> **SOURCE TEXT**:
▶

As promised in my previous post , this post is about using Kobo Toolbox as a data collection tool for archaeology. I also address important issues that have materialized as I design and use forms in Kobo Toolbox.
What is Kobo Toolbox? Kobo Toolbox is an open source suite of tools for the collection and analysis of humanitarian data- especially in remote places or after a disaster. Kobo Toolbox is comprised of three different tools, one for form design, one for data collection and another for data analysis (the latter is rather simple and won’t be discussed here). Kobo Toolbox can be used from their website or installed on a local server. It was designed by a fairly large collective organized by the Harvard Humanitarian Initiative and supported by lots of heavy hitters, including the United Nations, the International Rescue Committee and US government- through USAID. It is very well supported and has a very active and dynamic user and collaborator community.It appears to be sustainable. Similarly, the data collection form is based upon Enketo, another open source, well supported and actively growing tool.
Why Kobo Toolbox? First and most importantly, Kobo Toolbox is device independent (though there is an Android app as well). Instead of operating via an app, it runs as a webform that can be accessed through a browser on any device that can run a browser (browser does need to be updated to handle HTML5; Google Chrome seems to be the best at this point; see this). With the expansion of the use of smartphones throughout the world, this is incredibly significant. Anyone with a device with a browser can collect data. Personally, in trying to devise ways to collect archaeological data digitally, I purchased software and hardware into the $1000s- and I was doing it “on the cheap”. As my two iPads aged substantially between field seasons, I became increasingly frustrated because the expectation was that I was going to need to purchase new iPads in the near future- I was stuck in the technology treadmill. The system was unsustainable. With Kobo Toolbox, an inexpensive smart phone (yes, they do exist) is all one needs. Data collection becomes much less restricted and the opportunities for collaboration with interested communities, especially in remote places, is much, much greater.

◀

> **TASKS TO PERFORM**:
1. List the three tools that make up Kobo Toolbox, as described in the Kobo Toolbox post.
2. Pick up the Kobo Toolbox post after its final sentence and continue it.
This material has no connection to the Kobo Toolbox post.

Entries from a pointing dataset
▶

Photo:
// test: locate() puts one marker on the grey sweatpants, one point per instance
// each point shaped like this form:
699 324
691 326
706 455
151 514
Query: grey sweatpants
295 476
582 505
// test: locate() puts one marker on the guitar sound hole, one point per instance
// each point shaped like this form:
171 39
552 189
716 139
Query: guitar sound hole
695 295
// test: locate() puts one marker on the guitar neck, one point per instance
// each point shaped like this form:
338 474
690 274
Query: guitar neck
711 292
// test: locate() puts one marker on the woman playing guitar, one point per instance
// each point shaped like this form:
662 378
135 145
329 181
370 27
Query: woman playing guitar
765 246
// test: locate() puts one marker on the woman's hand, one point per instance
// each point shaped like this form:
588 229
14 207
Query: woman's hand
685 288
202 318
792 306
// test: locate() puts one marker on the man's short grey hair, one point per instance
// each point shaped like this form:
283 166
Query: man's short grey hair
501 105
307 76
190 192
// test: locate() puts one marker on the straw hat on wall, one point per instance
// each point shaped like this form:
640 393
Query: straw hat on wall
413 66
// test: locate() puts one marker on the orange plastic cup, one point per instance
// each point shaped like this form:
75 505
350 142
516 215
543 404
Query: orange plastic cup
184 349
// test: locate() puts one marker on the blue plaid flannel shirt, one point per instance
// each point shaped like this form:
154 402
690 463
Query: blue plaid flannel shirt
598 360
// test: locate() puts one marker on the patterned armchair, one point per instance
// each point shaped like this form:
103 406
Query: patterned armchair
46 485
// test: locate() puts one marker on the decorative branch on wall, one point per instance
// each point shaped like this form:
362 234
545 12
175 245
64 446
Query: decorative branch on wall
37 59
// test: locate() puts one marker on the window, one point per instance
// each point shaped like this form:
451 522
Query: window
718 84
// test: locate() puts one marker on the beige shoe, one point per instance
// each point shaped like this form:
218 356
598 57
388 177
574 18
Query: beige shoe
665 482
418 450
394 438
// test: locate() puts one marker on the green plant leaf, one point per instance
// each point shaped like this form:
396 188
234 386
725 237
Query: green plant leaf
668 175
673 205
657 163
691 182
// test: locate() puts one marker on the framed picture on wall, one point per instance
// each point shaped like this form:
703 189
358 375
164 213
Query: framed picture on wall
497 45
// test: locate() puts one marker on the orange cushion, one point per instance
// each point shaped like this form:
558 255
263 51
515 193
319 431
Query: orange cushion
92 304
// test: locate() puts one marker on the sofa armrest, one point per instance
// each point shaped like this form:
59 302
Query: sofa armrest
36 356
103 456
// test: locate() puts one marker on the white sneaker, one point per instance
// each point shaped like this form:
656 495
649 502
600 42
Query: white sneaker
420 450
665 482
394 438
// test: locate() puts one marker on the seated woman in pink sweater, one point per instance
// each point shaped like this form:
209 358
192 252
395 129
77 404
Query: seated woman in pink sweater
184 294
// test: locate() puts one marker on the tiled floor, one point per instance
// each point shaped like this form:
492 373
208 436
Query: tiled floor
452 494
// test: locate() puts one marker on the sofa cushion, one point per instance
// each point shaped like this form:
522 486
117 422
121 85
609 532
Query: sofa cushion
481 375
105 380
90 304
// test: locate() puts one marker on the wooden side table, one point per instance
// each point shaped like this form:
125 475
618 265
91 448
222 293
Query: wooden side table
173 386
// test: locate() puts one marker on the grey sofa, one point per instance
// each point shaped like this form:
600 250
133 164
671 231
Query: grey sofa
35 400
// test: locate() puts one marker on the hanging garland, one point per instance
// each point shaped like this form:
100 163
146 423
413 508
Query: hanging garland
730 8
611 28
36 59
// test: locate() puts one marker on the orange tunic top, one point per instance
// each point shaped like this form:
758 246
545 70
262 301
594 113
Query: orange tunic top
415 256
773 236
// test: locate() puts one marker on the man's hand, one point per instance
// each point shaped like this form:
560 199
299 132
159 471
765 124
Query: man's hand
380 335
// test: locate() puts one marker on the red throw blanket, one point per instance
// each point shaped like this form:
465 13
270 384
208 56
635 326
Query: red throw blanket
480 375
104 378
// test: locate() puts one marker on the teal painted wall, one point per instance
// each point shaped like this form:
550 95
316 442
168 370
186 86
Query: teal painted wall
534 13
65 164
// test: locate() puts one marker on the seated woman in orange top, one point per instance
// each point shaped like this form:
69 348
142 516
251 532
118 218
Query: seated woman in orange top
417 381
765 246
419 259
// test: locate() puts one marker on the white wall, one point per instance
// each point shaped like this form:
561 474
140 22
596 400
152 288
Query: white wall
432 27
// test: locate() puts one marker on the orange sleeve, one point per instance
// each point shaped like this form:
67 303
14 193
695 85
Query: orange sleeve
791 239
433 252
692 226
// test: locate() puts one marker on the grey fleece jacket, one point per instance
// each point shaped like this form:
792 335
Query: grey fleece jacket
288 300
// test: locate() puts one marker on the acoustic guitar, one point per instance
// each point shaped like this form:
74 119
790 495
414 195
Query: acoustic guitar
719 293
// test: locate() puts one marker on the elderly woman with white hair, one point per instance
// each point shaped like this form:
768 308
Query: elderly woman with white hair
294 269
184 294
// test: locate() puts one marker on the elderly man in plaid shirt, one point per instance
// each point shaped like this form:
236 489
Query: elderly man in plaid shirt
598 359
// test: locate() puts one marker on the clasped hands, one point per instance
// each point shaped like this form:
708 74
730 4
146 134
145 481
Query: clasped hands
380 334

◀

> **ANSWERS PER TASK**:
1.
- A tool for form design
- A tool for data collection
- A tool for data analysis

2.
Second, web forms can be used OFF-LINE! That’s right, a WEB form that can be used OFF-LINE. This is essential for nearly all situations in archaeology. Even if you have access to the internet (through nearby WiFi or a cellular data connection), it is likely that your connection will be cut at some point- usually the most inconvenient one- leaving you unable to collect data. Not with Kobo Toolbox. You can continue to collect data; it will upload and synchronize once a data connection has been reestablished. How much data is based upon the browser and settings with the browser; here’s details for Google Chrome. Important update: questions are stored in question banks that can now be shared!
Third, Kobo Toolbox includes an intuitive form design tool via the web. Most importantly, this means that the “learning curve” or threshold is very low. I was able to create basic forms in minutes the very first time I tried the tool. However, for more advanced data collection, the web design tool can be nearly as complicated as one desires. Data types are varied and include everything from alphanumeric to GPS location to images and audio. There are some qualifiers here; for example, barcodes can be collected using the Android app, but not the web form. Data can be collected by radio buttons, check boxes, drop down lists and many other ways. Options include skip logic (i.e. show certain questions based upon the response to previous questions) and validation criteria, both of which increase ease of use and the reliability of the data. Form construction can be even more complex if XLSforms (http://xlsform.org/ )(based upon the open standard XForms; https://www.w3.org/MarkUp/Forms/ ) are used. XLSforms can be designed using the ubiquitous Microsoft Excel (LibreOffice Calc (https://www.libreoffice.org/discover/calc/ ) could be used as well and the file saved as .xls). The tool, therefore, is incredibly easy to use from the very beginning, but can be as complex as the user demands.
How about a quick example? In the fall of 2015, I taught a course entitled “Historical Ecology of the Lehigh Gap” at Muhlenberg College, which was “clustered” with another course, “Degradation and Restoration” taught by my colleague Kimberly Heiman. As a component of this course, we mapped plant distributions along a transect through the Lehigh Gap Nature Center. The Lehigh Gap is a Superfund site contaminated by heavy metals from a zinc factory. The purpose of the transect was to identify different plants that represented degraded or restored communities. I created the form (see example) in an evening and shared the link with the students.
In the field, students pulled up the link on their smartphones. Although there were some hiccups, the form worked like a charm. We had one phone that could not use the forms- we still do not know why. Some students found that one browser was preferable to others (Chrome seemed to be the best) and we had significant issues collecting photos. Except for a few exceptions, GPS coordinates were within their known error (c. 10 meters). Those points that were not located within the expected 10 meters appear to have been random. That is, there was no apparent pattern that would suggest particular phone brands, individual phones, or users that were less accurate than others. The data was exported (via CSV) and imported into CartoDB, which students used to analyze the spatial distribution of plants. The map below shows one day of collection and only shows one plant, sweet birch, which in this case actually shows the effectiveness of prescribed burns on the northeastern portion of the transect (birch tend to pull heavy metals from the soil and reintroduce them into the ecosystem; controlled burns limit the growth of birch).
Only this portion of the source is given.